--- Text excerpt Enclosed Below ---

Barker's blog post got enough attention that within a few hours of it going up, a BuzzFeed executive named Dao Nguyen posted this in the comments:
…. we do not in fact record that it is “you” browsing the site. The string sent to GA is not your username but an anonymized string that is not linked in any way to your account, email address or other personally identifiable information. Also, about 99% our readers are not even logged in.
We are only interested in data in the aggregate form. Who a specific user is and what he or she is doing on the site is actually a useless piece of information for us. We know how many people got Paris or prefer espresso in the Which city would you live in? quiz, but we don’t know who they are or any of their PII.
Yet other commenters on Barker's blog did not seem reassured by Nguyen's remarks. One man posted this in response: “Theoretically, how hard would it be for someone at Buzzfeed to connect someone to their Buzzfeed quiz answers?”
Another person asked Nguyen “If the 'username' string is NOT associated with the individual’s account, then why is the same username string used for two different sessions?” and “Can we interpret your final paragraph as meaning that none of your data analysis requires the username string in order to give you meaningful results? If “who a specific user is” is “useless” to you, then why bother including the username string in the GA data at all? If it’s useless, why not remove it? Contrariwise, if it is unremovable, for what use is it necessary?”

--- End of Enclosed Text excerpt ---
--- Data Enclosed Below ---

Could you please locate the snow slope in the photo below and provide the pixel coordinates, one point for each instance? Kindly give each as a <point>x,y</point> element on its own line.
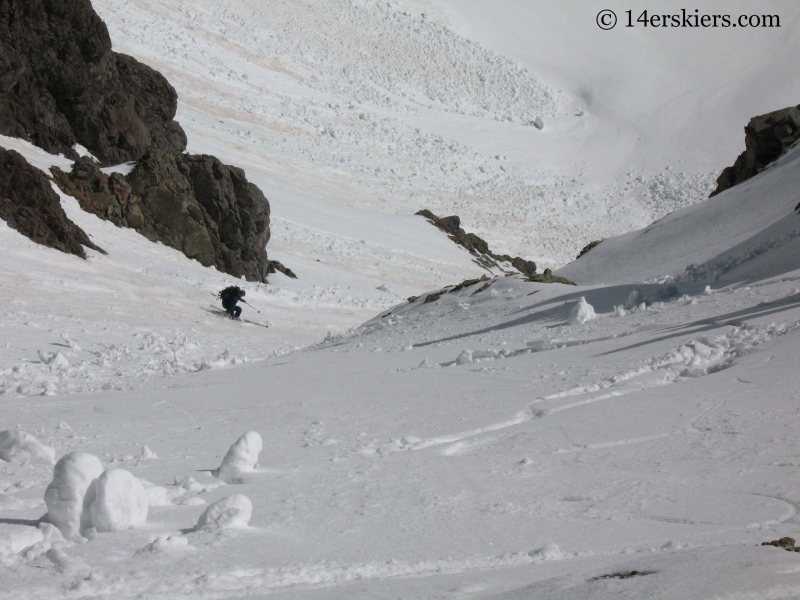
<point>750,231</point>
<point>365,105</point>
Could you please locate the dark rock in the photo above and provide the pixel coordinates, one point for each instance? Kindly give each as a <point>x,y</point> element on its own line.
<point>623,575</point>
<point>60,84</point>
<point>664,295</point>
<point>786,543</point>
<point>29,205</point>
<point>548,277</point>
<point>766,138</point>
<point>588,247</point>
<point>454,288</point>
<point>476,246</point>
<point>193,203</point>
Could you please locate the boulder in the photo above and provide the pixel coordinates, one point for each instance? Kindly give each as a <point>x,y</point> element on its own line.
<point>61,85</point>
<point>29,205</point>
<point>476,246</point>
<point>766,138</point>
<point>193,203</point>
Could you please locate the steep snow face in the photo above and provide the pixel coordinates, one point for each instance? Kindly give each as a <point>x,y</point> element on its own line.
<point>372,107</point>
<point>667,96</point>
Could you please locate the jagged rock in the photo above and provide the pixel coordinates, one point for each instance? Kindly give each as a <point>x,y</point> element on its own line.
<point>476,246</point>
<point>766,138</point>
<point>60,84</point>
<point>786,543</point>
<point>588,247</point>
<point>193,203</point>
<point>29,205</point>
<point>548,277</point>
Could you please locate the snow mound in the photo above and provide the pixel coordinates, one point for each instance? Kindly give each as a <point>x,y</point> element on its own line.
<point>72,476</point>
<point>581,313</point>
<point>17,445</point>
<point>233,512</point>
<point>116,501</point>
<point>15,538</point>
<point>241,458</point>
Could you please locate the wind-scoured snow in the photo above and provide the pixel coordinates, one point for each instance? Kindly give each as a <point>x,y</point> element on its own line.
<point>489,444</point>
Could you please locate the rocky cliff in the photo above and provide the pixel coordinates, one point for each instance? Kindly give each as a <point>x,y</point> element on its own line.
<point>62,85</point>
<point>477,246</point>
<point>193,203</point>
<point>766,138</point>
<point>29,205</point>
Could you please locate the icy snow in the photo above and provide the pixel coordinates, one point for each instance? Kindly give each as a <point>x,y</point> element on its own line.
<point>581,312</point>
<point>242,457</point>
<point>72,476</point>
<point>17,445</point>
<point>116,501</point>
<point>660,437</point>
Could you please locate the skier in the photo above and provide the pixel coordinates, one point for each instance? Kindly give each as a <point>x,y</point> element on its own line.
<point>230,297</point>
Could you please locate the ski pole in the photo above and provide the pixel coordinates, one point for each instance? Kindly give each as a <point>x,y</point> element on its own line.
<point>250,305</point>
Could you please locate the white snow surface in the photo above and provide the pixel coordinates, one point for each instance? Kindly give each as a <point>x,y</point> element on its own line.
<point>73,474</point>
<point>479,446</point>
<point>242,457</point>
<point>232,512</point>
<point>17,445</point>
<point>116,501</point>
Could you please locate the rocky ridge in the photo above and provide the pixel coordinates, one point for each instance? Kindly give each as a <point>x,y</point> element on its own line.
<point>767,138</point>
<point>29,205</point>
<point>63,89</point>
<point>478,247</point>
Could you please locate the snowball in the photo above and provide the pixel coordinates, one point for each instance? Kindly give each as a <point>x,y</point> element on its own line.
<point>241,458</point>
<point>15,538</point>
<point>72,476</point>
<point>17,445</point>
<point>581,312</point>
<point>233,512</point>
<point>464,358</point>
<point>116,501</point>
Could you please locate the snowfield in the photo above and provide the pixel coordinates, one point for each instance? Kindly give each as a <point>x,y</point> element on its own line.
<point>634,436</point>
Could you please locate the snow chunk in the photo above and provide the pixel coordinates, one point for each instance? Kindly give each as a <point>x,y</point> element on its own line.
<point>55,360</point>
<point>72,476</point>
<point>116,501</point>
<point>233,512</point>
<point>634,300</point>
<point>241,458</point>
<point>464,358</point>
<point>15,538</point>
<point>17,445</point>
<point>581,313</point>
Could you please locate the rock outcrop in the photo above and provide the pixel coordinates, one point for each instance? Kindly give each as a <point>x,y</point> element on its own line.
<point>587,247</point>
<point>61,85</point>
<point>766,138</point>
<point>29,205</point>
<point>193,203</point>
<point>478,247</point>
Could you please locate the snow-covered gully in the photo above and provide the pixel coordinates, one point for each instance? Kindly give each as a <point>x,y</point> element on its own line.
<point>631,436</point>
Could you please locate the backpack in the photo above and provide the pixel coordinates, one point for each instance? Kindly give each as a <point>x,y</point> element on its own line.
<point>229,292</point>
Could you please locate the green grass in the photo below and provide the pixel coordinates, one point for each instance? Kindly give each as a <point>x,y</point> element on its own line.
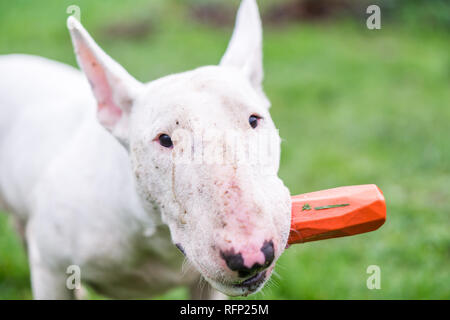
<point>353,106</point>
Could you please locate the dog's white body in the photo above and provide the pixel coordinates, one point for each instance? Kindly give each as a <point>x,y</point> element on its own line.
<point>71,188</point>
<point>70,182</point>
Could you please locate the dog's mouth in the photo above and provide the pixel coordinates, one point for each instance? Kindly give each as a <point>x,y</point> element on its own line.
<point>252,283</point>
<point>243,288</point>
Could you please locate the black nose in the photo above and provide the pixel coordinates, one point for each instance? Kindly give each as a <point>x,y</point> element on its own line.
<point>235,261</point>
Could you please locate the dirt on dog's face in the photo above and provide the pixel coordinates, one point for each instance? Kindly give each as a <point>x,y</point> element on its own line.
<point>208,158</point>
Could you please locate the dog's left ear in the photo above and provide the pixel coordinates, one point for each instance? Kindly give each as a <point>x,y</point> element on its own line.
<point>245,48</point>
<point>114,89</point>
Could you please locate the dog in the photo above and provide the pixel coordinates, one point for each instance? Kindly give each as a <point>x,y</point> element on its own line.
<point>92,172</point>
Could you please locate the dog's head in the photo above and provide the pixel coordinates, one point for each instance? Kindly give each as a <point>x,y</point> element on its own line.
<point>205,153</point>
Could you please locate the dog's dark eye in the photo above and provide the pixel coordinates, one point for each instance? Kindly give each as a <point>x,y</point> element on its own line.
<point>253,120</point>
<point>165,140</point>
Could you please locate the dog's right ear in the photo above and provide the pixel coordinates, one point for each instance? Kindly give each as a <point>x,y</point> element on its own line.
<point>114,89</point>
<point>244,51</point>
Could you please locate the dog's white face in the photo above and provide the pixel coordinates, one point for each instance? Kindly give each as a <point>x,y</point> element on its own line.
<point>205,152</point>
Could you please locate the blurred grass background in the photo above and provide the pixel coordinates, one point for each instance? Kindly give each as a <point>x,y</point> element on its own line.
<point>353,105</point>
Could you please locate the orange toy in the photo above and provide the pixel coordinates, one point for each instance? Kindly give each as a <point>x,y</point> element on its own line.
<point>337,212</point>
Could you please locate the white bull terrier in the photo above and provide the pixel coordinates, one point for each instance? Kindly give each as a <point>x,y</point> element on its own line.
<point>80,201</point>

--- End of Enclosed Data ---

Carry on the text about BuzzFeed's quiz data from the point where it stops. The listing comes from a different source than the text about BuzzFeed's quiz data.

Update -- BuzzFeed responds
We anonymize all usage data and have strict internal policies around only accessing data in the aggregate form.Background:
-About 99% our readers are not logged in, so we do not have a "username" or any PII (personally identifiable information) associated with those quiz takers. For the small number of people who are logged in, we anonymize the data like I mention above. All in all, all usage data is anonymized through this process.-It's actually against Google Analytics' terms of service to store any personally identifiable information (PII).-We are only interested in data in the aggregate form. Who a specific user is and what he or she is doing on the site is actually a useless piece of information for us. We know how many people got Paris or prefer espresso in the Which City would you live in? quiz, but we don't know who they are or any of their PII.After corresponding with Dan Barker, he recently shared some additional thoughts with the Independent here and amended his point of view:
Speaking to The Independent, Barker noted that despite the fact that data had been 'pseudonymised' (ie, assigned random user IDs) "from a technical point of view it would be really easy to link pseudonyms to real users, and is a fairly common practice."
Barker continues: "But BuzzFeed say specifically they do not and, as a fairly transparent company, I would be inclined to take their word for it. It's also worth mentioning that this is a total minefield and lots of website owners don't fully understand what data they're recording.
"For example, looking at an article elsewhere on The Independent, I can see the site loads 42 different third party tracking technologies, a few of which have assigned me a unique user ID in a similar way to BuzzFeed. I'd be amazed if most staff know that's happening, let alone readers."